__WHAT IS ASKED__: Retype, without changes, the section of the animal welfare transcript that begins with the words containing "The number of" and ends with "is being done.".

##### SELECTED TEXT #####

The number of animals is the ability to do good on the margins. So the reality is there’s lots and lots of people focused on ending human poverty, let’s say, but there’s very little going towards reducing animal suffering. There’s not that many organizations. They aren’t that well funded compared to human based charities. So in addition to the scale of the problem being so large, there’s just a huge capacity for growth to continue scaling up the good that is being done. 

[00:04:40] 

And that’s an important aspect you’re adding to. 

[00:04:46] 

It’s not also about the size of the culture, it’s where can my contribution make the biggest impact due to how much diminishing returns I get if I go into a certain culture. Tell us if just one idea that I actually thought that animal welfare would have come further than what I’m hearing that you’re saying is the regulations. So if I were to buy ecological eggs, is that completely non-effective for the chickens? 

[00:05:24] 

So chicken eggs in particular, are one of the areas where the most progress has been one, although it’s still not very much, I imagine, compared to what most people think about progress. So you’re in Sweden and Europe is actually on the I guess, the cutting edge to some degree, that is for animal welfare. And in particular, about 15 years ago or so, the European Union banned what are called barend battery cages for egg laying hens and transition to either enriched cages. 

[00:06:03] 

So these are still animals living in relatively small cages with a small place to just bathe and lay eggs and so forth. And many also switch to what are called cage free farms, which are essentially large barn systems where animals are still indoors. And I think that is probably what’s most typical in Sweden right now would be the barn going. There’s actually an amazing animal charity in Sweden called Gerrans that’s worked quite a bit on this issue. That said, the vast majority of chickens in the world are raised in what are called battery cage systems. So these are about the size of a filing cabinet drawer. So quite small for five to seven birds to live for their entire lives. So we’re talking 12 plus months gripping onto the wire. 

[00:06:51] 

Just imagine that an entire year of your life with less space than a standard size iPad or a piece of paper to live in for an entire year holding onto a cage. And that’s the life for the vast majority of chickens. So while in some parts of Europe, in about twenty six percent of the market in the United States, birds have been moved to large barns systems. They still face many of the cruelties of factory farming. So to answer your original question, it’s not that it means nothing. I mean, it’s very meaningful for a bird not to have to live in a tiny cage for their entire life. So that’s why we work on this kind of progress, because it is meaningful. But I think it’s probably quite far from what’s in the customer’s mind when they’re buying ecological or organic eggs or something like this. And in fact, depending on the country, most of those regulations around, say organic are related to the feed that the animal is given, that they’re given organic feed rather than the welfare practices associated with the treatment of the animal and how they live their life.

##### PROVIDED DATA #####

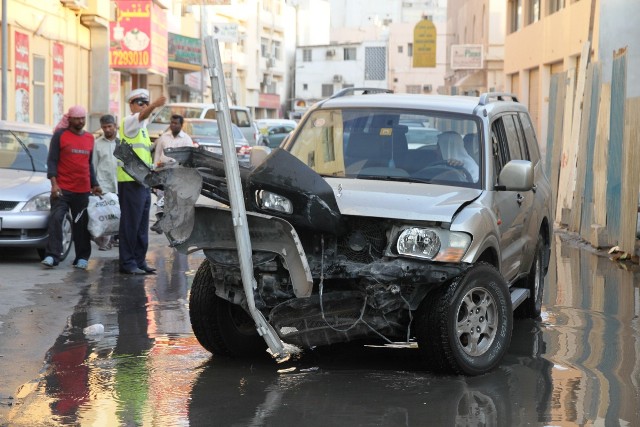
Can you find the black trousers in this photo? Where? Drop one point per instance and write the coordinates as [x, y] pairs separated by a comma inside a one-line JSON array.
[[77, 203], [135, 202]]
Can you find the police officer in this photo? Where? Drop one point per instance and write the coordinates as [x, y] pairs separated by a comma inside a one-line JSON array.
[[135, 198]]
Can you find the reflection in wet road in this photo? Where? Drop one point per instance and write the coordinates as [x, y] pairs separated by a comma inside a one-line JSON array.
[[579, 365]]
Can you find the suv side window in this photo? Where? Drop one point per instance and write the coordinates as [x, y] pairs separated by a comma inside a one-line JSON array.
[[515, 147], [508, 141], [530, 135]]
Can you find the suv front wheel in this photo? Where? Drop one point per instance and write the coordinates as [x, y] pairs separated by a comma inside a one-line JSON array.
[[465, 327]]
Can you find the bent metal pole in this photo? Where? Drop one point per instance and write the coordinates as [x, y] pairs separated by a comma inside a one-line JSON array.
[[236, 200]]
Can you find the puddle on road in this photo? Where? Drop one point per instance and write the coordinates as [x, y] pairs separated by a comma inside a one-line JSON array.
[[578, 365]]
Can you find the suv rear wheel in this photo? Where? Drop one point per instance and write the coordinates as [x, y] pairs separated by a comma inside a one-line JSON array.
[[532, 306], [465, 327]]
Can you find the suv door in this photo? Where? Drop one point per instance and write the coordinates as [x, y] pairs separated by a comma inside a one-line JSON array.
[[512, 208]]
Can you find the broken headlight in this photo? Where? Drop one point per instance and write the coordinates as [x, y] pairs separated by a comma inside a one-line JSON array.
[[273, 202], [433, 244]]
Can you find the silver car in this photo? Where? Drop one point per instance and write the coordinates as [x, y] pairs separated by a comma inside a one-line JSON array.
[[25, 189], [393, 218]]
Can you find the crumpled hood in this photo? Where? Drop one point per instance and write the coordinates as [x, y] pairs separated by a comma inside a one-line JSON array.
[[400, 200]]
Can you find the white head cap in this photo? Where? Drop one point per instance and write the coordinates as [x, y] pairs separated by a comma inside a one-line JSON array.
[[138, 94]]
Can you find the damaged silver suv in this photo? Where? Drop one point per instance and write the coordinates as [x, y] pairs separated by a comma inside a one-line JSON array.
[[385, 217]]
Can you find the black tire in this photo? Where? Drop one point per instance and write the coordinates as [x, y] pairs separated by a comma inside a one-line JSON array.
[[221, 327], [532, 306], [67, 239], [446, 310]]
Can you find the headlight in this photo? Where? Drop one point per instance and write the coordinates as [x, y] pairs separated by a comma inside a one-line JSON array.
[[39, 203], [273, 202], [433, 244]]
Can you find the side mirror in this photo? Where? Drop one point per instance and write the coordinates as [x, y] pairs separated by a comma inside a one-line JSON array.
[[258, 154], [517, 175]]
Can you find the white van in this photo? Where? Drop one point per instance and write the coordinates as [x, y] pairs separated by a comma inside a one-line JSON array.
[[240, 116]]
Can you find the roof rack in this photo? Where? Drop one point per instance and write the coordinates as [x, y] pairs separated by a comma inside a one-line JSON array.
[[365, 91], [486, 97]]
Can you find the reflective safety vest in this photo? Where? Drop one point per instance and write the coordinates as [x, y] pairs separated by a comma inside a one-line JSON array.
[[141, 144]]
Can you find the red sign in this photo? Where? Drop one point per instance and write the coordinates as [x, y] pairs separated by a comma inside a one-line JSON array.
[[139, 36], [269, 100], [21, 72], [58, 82], [114, 93]]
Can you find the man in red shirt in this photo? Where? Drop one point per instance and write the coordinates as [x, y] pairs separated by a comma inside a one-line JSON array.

#####

__COMPLETE RESPONSE__:
The number of animals is the ability to do good on the margins. So the reality is there’s lots and lots of people focused on ending human poverty, let’s say, but there’s very little going towards reducing animal suffering. There’s not that many organizations. They aren’t that well funded compared to human based charities. So in addition to the scale of the problem being so large, there’s just a huge capacity for growth to continue scaling up the good that is being done.